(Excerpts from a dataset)
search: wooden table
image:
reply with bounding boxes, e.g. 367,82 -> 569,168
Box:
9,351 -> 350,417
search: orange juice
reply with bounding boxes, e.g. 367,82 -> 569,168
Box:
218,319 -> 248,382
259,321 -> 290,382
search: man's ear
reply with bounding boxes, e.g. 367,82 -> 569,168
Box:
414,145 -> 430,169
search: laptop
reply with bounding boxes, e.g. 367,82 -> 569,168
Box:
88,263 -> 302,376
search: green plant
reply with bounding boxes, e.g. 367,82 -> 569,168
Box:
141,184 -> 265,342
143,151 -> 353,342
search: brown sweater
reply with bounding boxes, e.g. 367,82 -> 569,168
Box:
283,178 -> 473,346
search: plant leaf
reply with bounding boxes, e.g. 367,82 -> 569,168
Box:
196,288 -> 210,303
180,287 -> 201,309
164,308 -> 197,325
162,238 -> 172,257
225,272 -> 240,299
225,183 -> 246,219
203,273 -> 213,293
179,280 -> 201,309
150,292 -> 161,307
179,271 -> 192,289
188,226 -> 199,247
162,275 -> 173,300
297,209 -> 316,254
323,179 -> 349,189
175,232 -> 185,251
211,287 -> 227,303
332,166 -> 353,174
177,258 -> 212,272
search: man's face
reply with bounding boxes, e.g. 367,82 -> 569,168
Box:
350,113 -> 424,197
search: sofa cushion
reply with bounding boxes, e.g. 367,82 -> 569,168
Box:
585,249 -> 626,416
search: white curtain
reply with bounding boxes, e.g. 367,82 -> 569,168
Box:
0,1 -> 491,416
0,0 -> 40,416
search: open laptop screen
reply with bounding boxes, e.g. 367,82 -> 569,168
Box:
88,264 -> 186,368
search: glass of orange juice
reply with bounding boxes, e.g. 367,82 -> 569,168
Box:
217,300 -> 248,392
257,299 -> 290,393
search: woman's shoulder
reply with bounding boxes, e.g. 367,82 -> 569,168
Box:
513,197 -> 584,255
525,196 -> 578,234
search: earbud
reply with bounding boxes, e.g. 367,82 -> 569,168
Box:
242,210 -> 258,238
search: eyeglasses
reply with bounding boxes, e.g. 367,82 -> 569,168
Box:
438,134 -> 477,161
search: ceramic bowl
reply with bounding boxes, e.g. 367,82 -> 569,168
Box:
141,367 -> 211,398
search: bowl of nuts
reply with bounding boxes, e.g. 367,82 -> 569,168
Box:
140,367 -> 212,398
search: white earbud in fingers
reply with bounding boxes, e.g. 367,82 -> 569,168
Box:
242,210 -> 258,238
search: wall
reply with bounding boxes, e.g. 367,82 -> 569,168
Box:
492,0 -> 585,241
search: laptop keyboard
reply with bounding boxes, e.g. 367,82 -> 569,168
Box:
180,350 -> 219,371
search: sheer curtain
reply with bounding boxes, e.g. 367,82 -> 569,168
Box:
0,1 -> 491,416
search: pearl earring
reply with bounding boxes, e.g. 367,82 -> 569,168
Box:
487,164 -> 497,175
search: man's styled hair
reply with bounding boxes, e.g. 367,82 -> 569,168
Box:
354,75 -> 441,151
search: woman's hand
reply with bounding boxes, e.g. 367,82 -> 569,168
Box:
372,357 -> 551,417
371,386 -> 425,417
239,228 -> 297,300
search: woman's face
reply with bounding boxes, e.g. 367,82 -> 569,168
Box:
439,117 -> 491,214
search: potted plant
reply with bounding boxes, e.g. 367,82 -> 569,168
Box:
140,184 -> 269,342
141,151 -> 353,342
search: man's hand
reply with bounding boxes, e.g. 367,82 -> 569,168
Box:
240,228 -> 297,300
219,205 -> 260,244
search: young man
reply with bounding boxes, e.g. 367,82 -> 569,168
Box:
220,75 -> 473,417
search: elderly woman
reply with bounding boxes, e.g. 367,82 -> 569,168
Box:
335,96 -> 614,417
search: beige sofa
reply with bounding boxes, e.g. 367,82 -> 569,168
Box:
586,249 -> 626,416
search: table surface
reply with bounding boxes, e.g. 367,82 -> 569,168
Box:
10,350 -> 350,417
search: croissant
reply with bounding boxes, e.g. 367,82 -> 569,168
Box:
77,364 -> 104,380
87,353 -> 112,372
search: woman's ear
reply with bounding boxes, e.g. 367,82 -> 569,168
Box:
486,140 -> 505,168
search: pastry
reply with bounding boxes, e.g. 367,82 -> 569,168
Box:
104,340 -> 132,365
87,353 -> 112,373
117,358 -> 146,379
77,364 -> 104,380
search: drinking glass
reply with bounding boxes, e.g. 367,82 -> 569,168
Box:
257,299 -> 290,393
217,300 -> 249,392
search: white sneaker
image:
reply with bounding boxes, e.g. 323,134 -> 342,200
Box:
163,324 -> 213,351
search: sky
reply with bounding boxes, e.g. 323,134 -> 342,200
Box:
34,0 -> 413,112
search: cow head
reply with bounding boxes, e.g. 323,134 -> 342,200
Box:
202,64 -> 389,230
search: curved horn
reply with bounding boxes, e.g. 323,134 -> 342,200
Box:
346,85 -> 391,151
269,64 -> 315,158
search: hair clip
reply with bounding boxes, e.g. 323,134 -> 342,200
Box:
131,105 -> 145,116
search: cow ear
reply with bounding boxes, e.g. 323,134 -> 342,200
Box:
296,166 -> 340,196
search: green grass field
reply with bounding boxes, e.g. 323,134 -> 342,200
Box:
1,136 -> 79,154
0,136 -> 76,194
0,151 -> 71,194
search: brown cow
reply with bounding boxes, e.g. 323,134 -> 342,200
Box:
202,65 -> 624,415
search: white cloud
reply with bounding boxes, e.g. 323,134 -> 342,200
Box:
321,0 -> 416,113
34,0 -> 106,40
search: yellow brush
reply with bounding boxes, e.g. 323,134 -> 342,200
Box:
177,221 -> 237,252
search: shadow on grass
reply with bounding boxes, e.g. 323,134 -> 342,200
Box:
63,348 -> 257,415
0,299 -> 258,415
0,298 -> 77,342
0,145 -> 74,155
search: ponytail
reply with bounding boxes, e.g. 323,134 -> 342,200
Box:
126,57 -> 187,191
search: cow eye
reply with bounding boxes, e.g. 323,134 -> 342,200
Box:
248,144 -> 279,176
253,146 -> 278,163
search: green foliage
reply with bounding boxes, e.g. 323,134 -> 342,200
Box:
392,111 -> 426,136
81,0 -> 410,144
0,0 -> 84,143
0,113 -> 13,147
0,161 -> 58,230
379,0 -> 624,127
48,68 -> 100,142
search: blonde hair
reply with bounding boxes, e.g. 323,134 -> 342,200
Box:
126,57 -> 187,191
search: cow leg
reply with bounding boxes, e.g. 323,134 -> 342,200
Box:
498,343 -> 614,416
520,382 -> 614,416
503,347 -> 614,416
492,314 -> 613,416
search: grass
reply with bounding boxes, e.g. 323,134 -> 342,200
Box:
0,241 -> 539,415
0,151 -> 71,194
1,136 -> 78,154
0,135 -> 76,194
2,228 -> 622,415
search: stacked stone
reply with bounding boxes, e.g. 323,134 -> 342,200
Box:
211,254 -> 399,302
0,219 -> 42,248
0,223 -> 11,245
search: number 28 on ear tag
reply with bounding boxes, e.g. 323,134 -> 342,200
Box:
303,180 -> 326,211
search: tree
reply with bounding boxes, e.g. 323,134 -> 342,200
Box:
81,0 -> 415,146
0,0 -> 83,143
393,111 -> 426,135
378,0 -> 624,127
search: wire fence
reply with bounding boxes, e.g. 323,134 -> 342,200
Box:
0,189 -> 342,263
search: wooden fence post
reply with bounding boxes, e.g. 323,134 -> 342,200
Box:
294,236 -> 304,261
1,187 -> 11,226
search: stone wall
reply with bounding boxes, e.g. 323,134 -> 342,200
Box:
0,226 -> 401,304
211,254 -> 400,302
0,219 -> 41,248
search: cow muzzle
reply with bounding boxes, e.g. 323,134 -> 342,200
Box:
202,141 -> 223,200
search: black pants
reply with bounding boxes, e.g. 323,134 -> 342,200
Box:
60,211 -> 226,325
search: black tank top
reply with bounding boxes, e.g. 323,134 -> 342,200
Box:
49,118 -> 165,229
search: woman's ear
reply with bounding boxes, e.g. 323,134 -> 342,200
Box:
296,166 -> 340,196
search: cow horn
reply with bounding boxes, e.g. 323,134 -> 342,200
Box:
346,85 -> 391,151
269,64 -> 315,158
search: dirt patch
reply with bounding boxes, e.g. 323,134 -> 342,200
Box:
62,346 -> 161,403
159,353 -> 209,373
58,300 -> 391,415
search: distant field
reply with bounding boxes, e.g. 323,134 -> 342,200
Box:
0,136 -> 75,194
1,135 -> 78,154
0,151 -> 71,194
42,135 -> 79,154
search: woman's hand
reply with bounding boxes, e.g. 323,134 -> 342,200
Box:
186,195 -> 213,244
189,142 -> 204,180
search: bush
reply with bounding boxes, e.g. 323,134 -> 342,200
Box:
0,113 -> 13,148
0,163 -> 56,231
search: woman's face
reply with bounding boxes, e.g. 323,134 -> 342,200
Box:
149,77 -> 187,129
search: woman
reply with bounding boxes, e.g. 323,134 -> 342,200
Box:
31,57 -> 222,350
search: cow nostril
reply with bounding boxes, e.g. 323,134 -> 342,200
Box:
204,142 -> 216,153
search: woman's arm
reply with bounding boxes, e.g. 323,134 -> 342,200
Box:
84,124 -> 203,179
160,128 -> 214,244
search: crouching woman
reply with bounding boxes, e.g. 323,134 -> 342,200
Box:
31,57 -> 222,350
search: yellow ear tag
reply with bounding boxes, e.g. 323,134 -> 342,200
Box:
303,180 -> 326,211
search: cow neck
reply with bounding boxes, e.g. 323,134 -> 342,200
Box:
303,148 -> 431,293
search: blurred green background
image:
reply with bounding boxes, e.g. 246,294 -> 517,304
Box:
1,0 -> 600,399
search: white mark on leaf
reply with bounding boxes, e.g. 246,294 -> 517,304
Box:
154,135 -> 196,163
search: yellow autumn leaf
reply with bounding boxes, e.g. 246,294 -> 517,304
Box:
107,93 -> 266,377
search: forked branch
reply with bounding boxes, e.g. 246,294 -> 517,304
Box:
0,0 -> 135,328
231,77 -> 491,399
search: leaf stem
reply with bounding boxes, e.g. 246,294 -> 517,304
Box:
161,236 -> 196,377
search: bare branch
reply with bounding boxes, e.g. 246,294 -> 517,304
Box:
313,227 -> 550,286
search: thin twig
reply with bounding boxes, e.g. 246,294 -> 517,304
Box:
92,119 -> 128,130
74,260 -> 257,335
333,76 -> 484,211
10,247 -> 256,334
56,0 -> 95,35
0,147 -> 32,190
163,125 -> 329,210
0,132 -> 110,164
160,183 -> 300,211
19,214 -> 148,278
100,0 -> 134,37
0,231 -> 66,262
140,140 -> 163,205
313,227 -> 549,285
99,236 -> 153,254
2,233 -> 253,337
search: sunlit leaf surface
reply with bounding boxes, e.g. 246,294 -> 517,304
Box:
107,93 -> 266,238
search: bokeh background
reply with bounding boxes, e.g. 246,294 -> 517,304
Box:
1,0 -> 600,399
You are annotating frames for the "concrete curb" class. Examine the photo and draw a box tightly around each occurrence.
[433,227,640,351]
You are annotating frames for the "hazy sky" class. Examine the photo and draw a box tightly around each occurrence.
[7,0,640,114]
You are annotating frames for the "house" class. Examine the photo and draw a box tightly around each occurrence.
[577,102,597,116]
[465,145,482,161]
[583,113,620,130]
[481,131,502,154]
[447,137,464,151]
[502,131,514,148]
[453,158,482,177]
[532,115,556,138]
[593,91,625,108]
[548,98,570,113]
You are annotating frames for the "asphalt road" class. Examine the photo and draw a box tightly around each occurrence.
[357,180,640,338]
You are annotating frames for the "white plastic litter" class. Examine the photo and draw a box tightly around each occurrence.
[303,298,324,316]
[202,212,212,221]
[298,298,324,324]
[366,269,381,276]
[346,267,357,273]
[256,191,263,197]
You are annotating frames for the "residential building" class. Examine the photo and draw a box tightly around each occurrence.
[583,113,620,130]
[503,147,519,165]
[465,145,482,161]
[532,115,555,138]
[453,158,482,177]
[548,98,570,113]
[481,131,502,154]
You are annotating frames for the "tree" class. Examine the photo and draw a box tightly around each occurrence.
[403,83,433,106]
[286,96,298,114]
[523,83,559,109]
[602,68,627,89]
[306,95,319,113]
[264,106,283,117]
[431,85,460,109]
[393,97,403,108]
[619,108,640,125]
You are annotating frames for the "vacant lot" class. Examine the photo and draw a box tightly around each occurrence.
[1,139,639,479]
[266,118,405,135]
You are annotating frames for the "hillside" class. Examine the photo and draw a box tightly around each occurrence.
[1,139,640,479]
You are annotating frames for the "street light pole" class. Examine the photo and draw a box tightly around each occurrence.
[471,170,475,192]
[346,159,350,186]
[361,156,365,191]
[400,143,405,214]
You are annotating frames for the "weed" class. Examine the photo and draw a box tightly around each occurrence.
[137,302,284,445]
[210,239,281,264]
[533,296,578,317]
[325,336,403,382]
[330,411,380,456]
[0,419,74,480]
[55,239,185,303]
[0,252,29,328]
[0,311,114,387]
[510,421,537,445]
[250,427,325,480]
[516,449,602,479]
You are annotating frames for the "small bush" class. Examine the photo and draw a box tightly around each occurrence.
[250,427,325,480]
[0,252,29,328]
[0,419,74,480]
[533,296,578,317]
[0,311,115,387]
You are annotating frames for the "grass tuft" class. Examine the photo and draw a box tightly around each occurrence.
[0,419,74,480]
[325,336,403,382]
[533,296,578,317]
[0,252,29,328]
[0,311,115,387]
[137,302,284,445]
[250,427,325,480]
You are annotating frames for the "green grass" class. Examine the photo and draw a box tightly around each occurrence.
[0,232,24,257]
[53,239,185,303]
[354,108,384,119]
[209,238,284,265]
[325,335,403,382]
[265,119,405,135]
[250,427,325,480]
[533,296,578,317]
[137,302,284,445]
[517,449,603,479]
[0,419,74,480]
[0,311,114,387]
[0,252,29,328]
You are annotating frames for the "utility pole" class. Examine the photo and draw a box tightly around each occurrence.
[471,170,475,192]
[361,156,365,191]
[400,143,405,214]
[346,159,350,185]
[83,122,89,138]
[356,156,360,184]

■ Description of the task
Where a line above contains the word "hair", show that line.

■ Result of the exercise
search: man's styled hair
search: hair clip
search: blonde hair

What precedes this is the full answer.